DIRECTION: Render the following lines as a Markdown table with two columns, "Row" for a running row number and "Line" for the text of each line, leaving out any blank lines.

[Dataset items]
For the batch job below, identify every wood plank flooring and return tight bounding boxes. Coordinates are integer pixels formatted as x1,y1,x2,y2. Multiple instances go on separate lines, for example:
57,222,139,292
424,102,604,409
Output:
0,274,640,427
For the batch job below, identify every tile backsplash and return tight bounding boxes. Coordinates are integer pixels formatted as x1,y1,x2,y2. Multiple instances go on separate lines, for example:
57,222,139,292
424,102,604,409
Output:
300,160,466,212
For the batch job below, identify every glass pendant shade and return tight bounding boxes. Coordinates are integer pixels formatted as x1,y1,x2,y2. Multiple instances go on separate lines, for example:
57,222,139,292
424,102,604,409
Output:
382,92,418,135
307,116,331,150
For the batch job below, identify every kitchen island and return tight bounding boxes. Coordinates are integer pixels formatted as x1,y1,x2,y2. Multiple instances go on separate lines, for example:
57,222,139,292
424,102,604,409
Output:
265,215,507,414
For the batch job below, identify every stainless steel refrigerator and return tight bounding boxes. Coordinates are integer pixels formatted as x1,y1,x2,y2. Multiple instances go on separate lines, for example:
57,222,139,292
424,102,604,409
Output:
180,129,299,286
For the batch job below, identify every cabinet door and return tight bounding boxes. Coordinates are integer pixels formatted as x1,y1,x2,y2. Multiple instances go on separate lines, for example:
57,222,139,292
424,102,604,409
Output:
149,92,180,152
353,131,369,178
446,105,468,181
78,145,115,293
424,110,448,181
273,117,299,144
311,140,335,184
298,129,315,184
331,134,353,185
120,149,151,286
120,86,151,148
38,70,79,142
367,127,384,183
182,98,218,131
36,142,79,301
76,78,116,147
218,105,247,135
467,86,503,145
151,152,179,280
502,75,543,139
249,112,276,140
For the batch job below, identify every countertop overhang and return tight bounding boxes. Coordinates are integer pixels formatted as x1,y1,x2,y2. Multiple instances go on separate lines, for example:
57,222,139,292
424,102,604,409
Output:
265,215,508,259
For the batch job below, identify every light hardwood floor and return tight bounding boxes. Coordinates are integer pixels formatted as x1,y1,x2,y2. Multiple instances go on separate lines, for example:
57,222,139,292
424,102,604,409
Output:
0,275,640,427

COMPLETED EXERCISE:
| Row | Line |
|---|---|
| 1 | For the batch job below, identify every wood plank flooring and return tight bounding boxes. Coordinates are integer pixels formatted as x1,y1,x2,y2. Multiple instances go on separate lines, for example: |
| 2 | 57,222,139,292 |
| 3 | 424,102,604,409 |
| 4 | Output: |
| 5 | 0,274,640,427 |
| 6 | For the batch job below, identify every tile backsplash and return tight bounding boxes. Coordinates are integer pixels formatted as x1,y1,x2,y2. Multiple instances go on separate lines, for example: |
| 7 | 57,222,139,292 |
| 8 | 424,102,604,409 |
| 9 | Output: |
| 10 | 300,160,466,212 |
| 11 | For the batch job below, identify every glass pendant shade and return tight bounding boxes. Coordinates are integer pixels formatted as x1,y1,x2,y2. Multiple instances go on separate lines, for example: |
| 12 | 57,222,139,292 |
| 13 | 424,102,604,409 |
| 14 | Output: |
| 15 | 382,92,418,135 |
| 16 | 307,116,331,150 |
| 17 | For the batch job below, identify every kitchen island and return tight bounding boxes. Coordinates are integer pixels formatted as x1,y1,x2,y2. Multiple instances go on separate lines, for example: |
| 18 | 57,222,139,292 |
| 19 | 424,102,604,409 |
| 20 | Output: |
| 21 | 265,215,507,414 |
| 22 | For the batch job below, identify every stainless steel refrigerator and return tight bounding boxes. Coordinates are integer pixels formatted as x1,y1,x2,y2. Multiple instances go on separate lines, for example: |
| 23 | 57,222,139,292 |
| 24 | 424,102,604,409 |
| 25 | Output: |
| 26 | 180,129,299,286 |
| 27 | For the batch job below, identify every cabinet door and return tight bounding boxes. Coordinates are integer pixels formatted as x1,y1,x2,y2. Multiple instances go on separate lines, for example: |
| 28 | 57,222,139,292 |
| 29 | 424,102,604,409 |
| 30 | Output: |
| 31 | 149,92,180,152 |
| 32 | 353,131,369,178 |
| 33 | 446,105,468,181 |
| 34 | 78,145,115,293 |
| 35 | 424,110,448,181 |
| 36 | 273,117,299,144 |
| 37 | 311,140,335,184 |
| 38 | 298,129,315,184 |
| 39 | 331,134,353,185 |
| 40 | 120,149,151,286 |
| 41 | 120,86,151,148 |
| 42 | 38,70,79,142 |
| 43 | 367,127,384,183 |
| 44 | 182,98,218,131 |
| 45 | 36,142,79,301 |
| 46 | 76,78,116,147 |
| 47 | 218,105,247,135 |
| 48 | 467,86,503,145 |
| 49 | 151,152,179,280 |
| 50 | 502,75,543,139 |
| 51 | 249,112,276,140 |
| 52 | For the batch job below, identify every countertop overhang and return tight bounding boxes. Coordinates are integer pixels formatted as x1,y1,x2,y2. Multiple instances go on separate lines, for example: |
| 53 | 57,222,139,292 |
| 54 | 424,102,604,409 |
| 55 | Output: |
| 56 | 265,215,508,259 |
| 57 | For the batch job below, identify every light hardwood floor and return tight bounding boxes. Coordinates are integer pixels formatted as x1,y1,x2,y2. Multiple instances go on separate lines, for example: |
| 58 | 57,222,139,292 |
| 59 | 424,102,604,409 |
| 60 | Output: |
| 61 | 0,275,640,427 |